→ Request
Retype each entry below exactly as it stands.

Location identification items

+---+

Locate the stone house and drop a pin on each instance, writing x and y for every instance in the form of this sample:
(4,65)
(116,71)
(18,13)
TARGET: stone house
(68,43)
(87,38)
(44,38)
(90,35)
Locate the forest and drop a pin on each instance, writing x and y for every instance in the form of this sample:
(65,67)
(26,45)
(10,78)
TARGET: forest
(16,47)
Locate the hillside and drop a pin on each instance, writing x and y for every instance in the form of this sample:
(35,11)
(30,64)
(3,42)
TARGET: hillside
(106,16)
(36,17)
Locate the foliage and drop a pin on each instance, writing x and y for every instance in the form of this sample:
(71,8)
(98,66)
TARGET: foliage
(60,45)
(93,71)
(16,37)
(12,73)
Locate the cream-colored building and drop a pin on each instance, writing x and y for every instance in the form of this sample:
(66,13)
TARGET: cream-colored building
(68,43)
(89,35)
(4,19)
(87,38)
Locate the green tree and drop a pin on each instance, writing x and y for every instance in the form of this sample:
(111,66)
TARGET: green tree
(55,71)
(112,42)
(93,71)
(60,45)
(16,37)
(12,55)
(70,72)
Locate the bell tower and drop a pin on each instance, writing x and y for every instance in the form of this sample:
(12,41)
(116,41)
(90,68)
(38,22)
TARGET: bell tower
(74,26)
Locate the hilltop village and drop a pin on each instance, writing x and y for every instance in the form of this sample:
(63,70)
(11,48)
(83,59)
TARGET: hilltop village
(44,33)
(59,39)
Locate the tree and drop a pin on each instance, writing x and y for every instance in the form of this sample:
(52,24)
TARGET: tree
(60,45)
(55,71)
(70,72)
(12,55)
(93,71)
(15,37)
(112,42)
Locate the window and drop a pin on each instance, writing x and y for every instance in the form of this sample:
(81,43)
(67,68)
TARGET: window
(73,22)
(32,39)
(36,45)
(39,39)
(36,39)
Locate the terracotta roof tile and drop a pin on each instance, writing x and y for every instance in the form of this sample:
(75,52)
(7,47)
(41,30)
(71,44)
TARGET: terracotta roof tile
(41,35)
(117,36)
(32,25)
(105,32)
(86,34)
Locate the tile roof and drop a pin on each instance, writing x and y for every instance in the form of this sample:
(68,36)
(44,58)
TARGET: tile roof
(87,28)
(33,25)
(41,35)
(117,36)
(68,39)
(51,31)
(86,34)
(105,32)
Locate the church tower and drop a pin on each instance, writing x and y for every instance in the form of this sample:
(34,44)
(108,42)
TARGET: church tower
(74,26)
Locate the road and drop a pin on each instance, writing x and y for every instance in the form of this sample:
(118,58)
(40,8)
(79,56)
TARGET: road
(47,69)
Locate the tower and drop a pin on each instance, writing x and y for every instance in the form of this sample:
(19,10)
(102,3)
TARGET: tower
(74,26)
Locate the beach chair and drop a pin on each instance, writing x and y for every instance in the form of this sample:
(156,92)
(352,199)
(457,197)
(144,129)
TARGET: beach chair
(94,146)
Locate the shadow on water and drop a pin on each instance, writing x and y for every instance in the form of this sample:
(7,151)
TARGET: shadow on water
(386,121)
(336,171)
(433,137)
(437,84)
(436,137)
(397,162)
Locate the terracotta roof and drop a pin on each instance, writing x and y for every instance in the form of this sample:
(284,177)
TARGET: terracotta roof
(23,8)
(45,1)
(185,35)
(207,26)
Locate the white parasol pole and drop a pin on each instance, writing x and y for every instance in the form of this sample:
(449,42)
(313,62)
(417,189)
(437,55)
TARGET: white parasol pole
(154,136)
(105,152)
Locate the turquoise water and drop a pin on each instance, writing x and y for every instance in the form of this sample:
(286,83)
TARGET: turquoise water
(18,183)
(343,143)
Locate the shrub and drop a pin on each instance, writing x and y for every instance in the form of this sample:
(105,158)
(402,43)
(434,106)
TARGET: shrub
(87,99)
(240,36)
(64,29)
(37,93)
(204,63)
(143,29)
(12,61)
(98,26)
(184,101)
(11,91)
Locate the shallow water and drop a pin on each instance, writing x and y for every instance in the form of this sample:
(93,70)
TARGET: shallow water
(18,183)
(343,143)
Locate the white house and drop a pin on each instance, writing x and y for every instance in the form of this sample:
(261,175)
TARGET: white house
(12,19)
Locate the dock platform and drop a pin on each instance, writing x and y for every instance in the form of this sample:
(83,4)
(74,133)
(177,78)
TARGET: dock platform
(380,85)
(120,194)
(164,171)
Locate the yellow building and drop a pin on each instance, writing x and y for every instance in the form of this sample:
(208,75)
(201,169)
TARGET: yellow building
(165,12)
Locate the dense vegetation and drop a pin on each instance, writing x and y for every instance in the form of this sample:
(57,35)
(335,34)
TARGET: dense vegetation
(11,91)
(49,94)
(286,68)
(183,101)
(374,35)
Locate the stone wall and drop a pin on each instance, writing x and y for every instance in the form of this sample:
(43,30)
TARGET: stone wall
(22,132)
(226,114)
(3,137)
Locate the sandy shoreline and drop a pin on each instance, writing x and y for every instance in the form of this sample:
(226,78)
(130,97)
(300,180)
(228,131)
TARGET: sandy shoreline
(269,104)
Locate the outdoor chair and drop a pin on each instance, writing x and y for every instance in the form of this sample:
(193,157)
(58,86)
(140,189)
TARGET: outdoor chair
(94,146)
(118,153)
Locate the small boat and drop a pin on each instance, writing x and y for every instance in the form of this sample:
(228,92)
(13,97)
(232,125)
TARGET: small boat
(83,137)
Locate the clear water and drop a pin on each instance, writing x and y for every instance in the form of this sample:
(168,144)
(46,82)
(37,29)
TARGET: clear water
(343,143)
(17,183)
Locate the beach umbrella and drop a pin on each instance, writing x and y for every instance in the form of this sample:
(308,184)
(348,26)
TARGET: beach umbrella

+---+

→ Completed task
Locate the stone house and drop a pin on each instance, writing x and y for every instance in the form of this sample:
(4,65)
(116,71)
(18,13)
TARGET: stone house
(68,43)
(87,38)
(44,38)
(90,35)
Locate the forest and drop a pin on each instance, writing x and y for every instance in the form of this sample:
(65,67)
(26,45)
(10,78)
TARGET: forest
(16,47)
Locate the hillside and drop a pin on each instance, writing x and y for every instance in the form of this sample:
(35,11)
(30,64)
(3,42)
TARGET: hillside
(106,16)
(36,17)
Locate the foliage and drop a pin on each instance, writing x and y for every instance in the form of this sample:
(71,8)
(98,66)
TARGET: foliage
(60,45)
(93,71)
(16,37)
(12,73)
Locate the cream-colored building and drop a pin on each instance, writing x and y for every instance in the form of this sample:
(66,13)
TARGET: cream-colored building
(68,43)
(89,35)
(4,19)
(87,38)
Locate the green tree and drop a pin on each instance, writing x and y for every instance in the form of this sample:
(111,66)
TARGET: green tree
(55,71)
(112,42)
(93,71)
(60,45)
(16,37)
(12,55)
(70,72)
Locate the bell tower and drop a pin on each instance, writing x and y for every instance in the form of this sample:
(12,41)
(116,41)
(90,68)
(38,22)
TARGET: bell tower
(74,26)
Locate the hilltop village and drop a pin on each instance, writing x and y for every instance in the form of this sample:
(63,70)
(11,48)
(83,59)
TARGET: hilltop village
(44,33)
(59,39)
Locate the tree and drop a pin on each instance, writing x and y for every instance in the form of this sample:
(52,24)
TARGET: tree
(60,45)
(55,71)
(70,72)
(12,55)
(93,71)
(15,37)
(112,42)
Locate the window and drop a pin on each instance, writing x and y for every instance in the form of this sample:
(81,43)
(67,68)
TARGET: window
(73,22)
(32,39)
(36,45)
(39,39)
(36,39)
Locate the terracotta roof tile and drop a pin on each instance, writing x and y for every instance in the form of this sample:
(75,52)
(7,47)
(41,30)
(71,44)
TARGET: terracotta roof tile
(41,35)
(117,36)
(32,25)
(105,32)
(86,34)
Locate the tile roof and drop a pin on each instance, writing x and y for every instance in the form of this sample:
(68,36)
(44,58)
TARGET: tile roof
(87,28)
(33,25)
(41,35)
(117,36)
(68,39)
(51,31)
(86,34)
(105,32)
Locate the church tower and drop a pin on each instance, writing x and y for every instance in the form of this sample:
(34,44)
(108,42)
TARGET: church tower
(74,26)
Locate the road and drop a pin on each instance, writing x and y for every instance in the form of this sample:
(118,58)
(40,8)
(79,56)
TARGET: road
(47,69)
Locate the tower and drop a pin on each instance, writing x and y for every instance in the form of this sample:
(19,10)
(102,3)
TARGET: tower
(74,26)
Locate the beach chair and drop a pin on each instance, writing x and y for every instance in the form of this sample:
(156,92)
(352,199)
(457,197)
(144,129)
TARGET: beach chair
(94,146)
Locate the shadow on water and drop a pin on each instance, writing x and y for every instance in the form of this sample:
(7,151)
TARGET: shadow on water
(386,121)
(336,171)
(433,137)
(437,84)
(436,137)
(397,162)
Locate the terracotta roof and drop a pin on each instance, writing x and y for every instance in the form of this sample:
(284,177)
TARGET: terracotta roof
(23,8)
(45,1)
(185,35)
(207,26)
Locate the white parasol pole and drop a pin on each instance, writing x and y for every instance in the form of this sample:
(449,42)
(313,62)
(417,189)
(437,55)
TARGET: white parasol pole
(154,136)
(105,152)
Locate the turquoise water and drop a pin on each instance, writing x and y for every instance in the form of this sample:
(286,83)
TARGET: turquoise water
(18,183)
(343,143)
Locate the shrub and drop a pin on each instance, writing x and y for every instance in the form of this sample:
(105,158)
(402,43)
(434,106)
TARGET: shrub
(87,99)
(240,36)
(64,29)
(37,93)
(204,63)
(143,29)
(12,61)
(98,26)
(184,101)
(11,91)
Locate the shallow water and drop a pin on each instance, writing x and y for every instance in the form of this sample:
(93,70)
TARGET: shallow water
(18,183)
(343,143)
Locate the white house and drop a pin on each instance, writing x and y for every instance in the form of this sample:
(261,175)
TARGET: white house
(12,19)
Locate the dock platform and drop a pin on each instance, writing x and y for every instance in the form of this sample:
(83,4)
(74,133)
(177,78)
TARGET: dock platform
(380,85)
(120,194)
(164,171)
Locate the yellow building and drop a pin on each instance, writing x and y for every instance in the form of this sample:
(208,75)
(201,169)
TARGET: yellow building
(165,12)
Locate the dense vegetation and drop a pin on each instance, writing x and y for every instance in the form of this sample:
(57,35)
(335,34)
TARGET: dense vegetation
(11,91)
(49,94)
(286,68)
(183,101)
(374,35)
Locate the stone wall and drop a pin on each instance, writing x and y for every instance in the form of this sample:
(43,30)
TARGET: stone wall
(22,132)
(226,114)
(3,137)
Locate the sandy shoreline and drop a pin on each instance, writing x and y for every instance in the form of this sample:
(226,78)
(130,97)
(300,180)
(228,131)
TARGET: sandy shoreline
(269,104)
Locate the outdoor chair and drop a pin on each instance, writing x and y for every instance in the form of this sample:
(193,157)
(58,86)
(140,189)
TARGET: outdoor chair
(94,146)
(118,153)
Locate the small boat and drop a pin on each instance, writing x and y for every instance in the form of this sample:
(228,92)
(13,97)
(232,125)
TARGET: small boat
(83,137)
Locate the clear water and drop a pin on each instance, writing x and y for every instance in the form of this sample:
(168,144)
(46,82)
(37,29)
TARGET: clear water
(343,143)
(17,183)
Locate the beach umbrella and drop a pin on each instance, writing x and y for every instance in the form of this sample:
(308,184)
(348,26)
TARGET: beach umbrella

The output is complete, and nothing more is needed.